AIM OF THE TASK => Copy out every row from the one containing "Sample: x=151, y=15." through the last row, including both ends, and leave the pictures out.
● ● ●
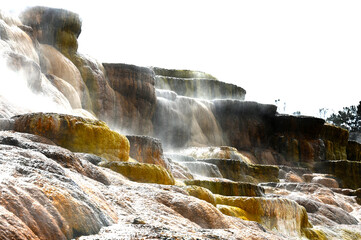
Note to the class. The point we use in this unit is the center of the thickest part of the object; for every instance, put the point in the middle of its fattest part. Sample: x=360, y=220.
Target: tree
x=323, y=112
x=349, y=118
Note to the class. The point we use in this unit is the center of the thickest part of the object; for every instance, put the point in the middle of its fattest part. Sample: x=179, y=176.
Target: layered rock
x=284, y=215
x=244, y=123
x=142, y=172
x=228, y=188
x=240, y=171
x=192, y=86
x=35, y=189
x=336, y=141
x=135, y=96
x=55, y=63
x=181, y=122
x=146, y=149
x=347, y=172
x=76, y=134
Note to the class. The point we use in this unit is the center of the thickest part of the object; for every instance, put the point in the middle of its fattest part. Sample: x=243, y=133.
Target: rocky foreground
x=230, y=169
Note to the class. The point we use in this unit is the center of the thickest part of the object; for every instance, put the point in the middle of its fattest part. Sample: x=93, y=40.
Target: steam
x=21, y=97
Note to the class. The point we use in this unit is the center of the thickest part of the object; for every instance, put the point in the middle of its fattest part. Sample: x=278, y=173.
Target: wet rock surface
x=53, y=185
x=146, y=149
x=76, y=134
x=196, y=84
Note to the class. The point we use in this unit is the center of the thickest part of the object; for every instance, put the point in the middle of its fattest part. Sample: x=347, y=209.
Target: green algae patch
x=228, y=188
x=142, y=172
x=201, y=193
x=76, y=134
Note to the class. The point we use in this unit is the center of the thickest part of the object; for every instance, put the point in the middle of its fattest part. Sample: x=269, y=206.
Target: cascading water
x=203, y=175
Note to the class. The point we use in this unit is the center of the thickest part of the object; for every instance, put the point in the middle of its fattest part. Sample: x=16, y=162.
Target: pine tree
x=348, y=118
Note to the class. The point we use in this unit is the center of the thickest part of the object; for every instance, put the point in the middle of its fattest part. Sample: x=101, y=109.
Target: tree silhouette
x=348, y=118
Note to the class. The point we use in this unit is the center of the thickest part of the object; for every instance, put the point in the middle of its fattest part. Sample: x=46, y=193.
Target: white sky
x=306, y=53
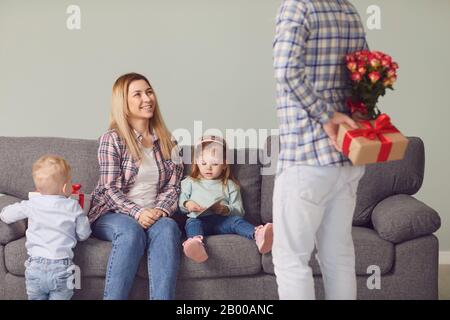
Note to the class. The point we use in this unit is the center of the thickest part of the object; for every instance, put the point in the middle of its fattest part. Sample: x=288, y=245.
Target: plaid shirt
x=312, y=39
x=118, y=172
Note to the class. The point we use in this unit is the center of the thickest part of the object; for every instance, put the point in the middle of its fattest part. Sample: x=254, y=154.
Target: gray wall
x=208, y=60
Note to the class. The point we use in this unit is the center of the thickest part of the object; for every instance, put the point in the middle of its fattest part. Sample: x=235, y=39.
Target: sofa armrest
x=11, y=232
x=401, y=218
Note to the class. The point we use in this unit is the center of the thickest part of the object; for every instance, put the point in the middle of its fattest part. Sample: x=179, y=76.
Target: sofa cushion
x=370, y=250
x=379, y=182
x=229, y=255
x=386, y=179
x=19, y=154
x=401, y=218
x=12, y=231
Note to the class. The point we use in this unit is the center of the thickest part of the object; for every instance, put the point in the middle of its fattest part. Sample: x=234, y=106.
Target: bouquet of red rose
x=371, y=74
x=376, y=139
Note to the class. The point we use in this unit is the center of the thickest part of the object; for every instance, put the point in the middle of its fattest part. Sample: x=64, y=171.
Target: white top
x=55, y=223
x=145, y=188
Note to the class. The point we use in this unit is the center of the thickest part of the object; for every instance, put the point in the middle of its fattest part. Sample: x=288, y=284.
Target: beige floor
x=444, y=282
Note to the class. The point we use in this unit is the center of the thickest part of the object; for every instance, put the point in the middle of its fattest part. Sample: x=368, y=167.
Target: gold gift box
x=363, y=150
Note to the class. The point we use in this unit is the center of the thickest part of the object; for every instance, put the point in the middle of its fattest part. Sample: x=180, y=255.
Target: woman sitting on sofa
x=137, y=192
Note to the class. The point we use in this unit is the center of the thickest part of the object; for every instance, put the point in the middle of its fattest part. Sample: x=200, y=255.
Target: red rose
x=374, y=62
x=362, y=70
x=374, y=76
x=352, y=66
x=356, y=77
x=391, y=73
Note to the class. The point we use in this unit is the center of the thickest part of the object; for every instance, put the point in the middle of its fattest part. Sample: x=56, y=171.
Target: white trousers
x=314, y=206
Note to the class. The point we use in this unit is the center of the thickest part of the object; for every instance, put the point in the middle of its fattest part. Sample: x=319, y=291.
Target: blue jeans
x=129, y=243
x=216, y=224
x=47, y=279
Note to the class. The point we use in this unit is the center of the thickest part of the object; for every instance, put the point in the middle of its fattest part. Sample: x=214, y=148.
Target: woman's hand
x=193, y=206
x=220, y=209
x=149, y=216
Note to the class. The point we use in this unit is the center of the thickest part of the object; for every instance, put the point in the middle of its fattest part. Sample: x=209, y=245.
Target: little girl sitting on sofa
x=212, y=200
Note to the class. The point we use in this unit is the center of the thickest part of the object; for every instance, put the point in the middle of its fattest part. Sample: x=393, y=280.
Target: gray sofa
x=392, y=231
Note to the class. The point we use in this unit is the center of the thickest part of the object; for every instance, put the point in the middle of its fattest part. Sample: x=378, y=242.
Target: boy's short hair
x=50, y=173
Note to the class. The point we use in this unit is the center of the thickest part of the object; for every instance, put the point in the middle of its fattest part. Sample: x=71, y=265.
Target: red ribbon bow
x=356, y=106
x=382, y=126
x=76, y=190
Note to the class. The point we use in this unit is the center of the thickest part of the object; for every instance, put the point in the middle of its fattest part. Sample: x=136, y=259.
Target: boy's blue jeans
x=216, y=224
x=161, y=242
x=47, y=279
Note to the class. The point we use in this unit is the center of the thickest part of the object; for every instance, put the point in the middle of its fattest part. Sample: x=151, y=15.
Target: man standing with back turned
x=315, y=188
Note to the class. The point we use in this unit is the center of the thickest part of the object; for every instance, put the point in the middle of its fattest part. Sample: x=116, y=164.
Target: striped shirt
x=118, y=172
x=311, y=42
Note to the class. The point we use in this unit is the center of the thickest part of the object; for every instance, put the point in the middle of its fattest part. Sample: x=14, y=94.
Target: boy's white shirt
x=55, y=223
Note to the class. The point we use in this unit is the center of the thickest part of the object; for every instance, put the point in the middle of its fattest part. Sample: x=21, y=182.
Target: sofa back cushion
x=379, y=182
x=17, y=156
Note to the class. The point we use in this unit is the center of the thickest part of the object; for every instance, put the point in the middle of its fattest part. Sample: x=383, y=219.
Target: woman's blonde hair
x=119, y=118
x=226, y=175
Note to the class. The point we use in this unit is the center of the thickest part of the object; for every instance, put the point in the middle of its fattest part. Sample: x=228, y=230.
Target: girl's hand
x=220, y=209
x=193, y=206
x=149, y=216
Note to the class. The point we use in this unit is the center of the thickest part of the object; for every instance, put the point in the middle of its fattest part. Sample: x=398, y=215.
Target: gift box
x=375, y=141
x=83, y=199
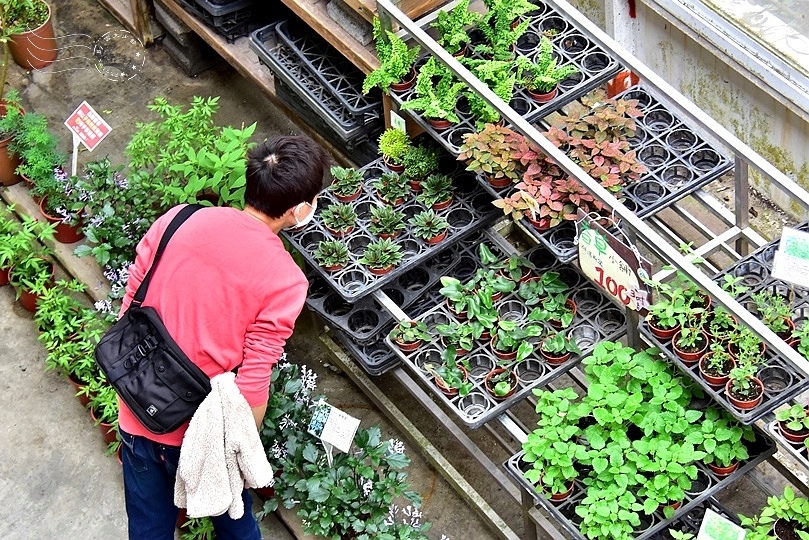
● ● ●
RESULT OF THE EXERCISE =>
Note to the class. The point we use in this unit is the center of the thickest part of the object; for every instance, put the point in the middle of its fattest part. Sample: x=151, y=15.
Target: man standing with back turned
x=315, y=188
Note to the class. The point we use in this unit is the center of the thickest part of the object; for every instance, put the point in the middle of its fattest part. Sample: x=116, y=164.
Target: striped shirt
x=118, y=172
x=311, y=42
Note to the class. The point we use in this unit is the center of the thickest part of the object; for every instance, put the point in the middle of its fattest part. Sample: x=14, y=94.
Target: boy's white shirt
x=55, y=223
Note to the class. The point we use in this unit is the center of the thickest part of the object; for every instance, put the point in the middle of its fattest part. Sample: x=21, y=182.
Target: sofa back cushion
x=379, y=182
x=17, y=156
Note to the class. The point we use in this unit is the center of the thickest part of the object; for every instance, put the point in the middle of its fattest part. Sample: x=383, y=219.
Target: woman's blonde hair
x=119, y=118
x=226, y=175
Note to the class. The point we use in this unit is the center of the thickest part of the object; for every instance, put the point in the middle of its fattest part. Sample: x=228, y=230.
Target: girl's hand
x=220, y=209
x=193, y=206
x=149, y=216
Note to the class. The point we use in this unit is the center of the thickest part of the object; for every instance, put the point in the middle of its fattest part. Sample: x=398, y=215.
Target: gift box
x=375, y=141
x=83, y=199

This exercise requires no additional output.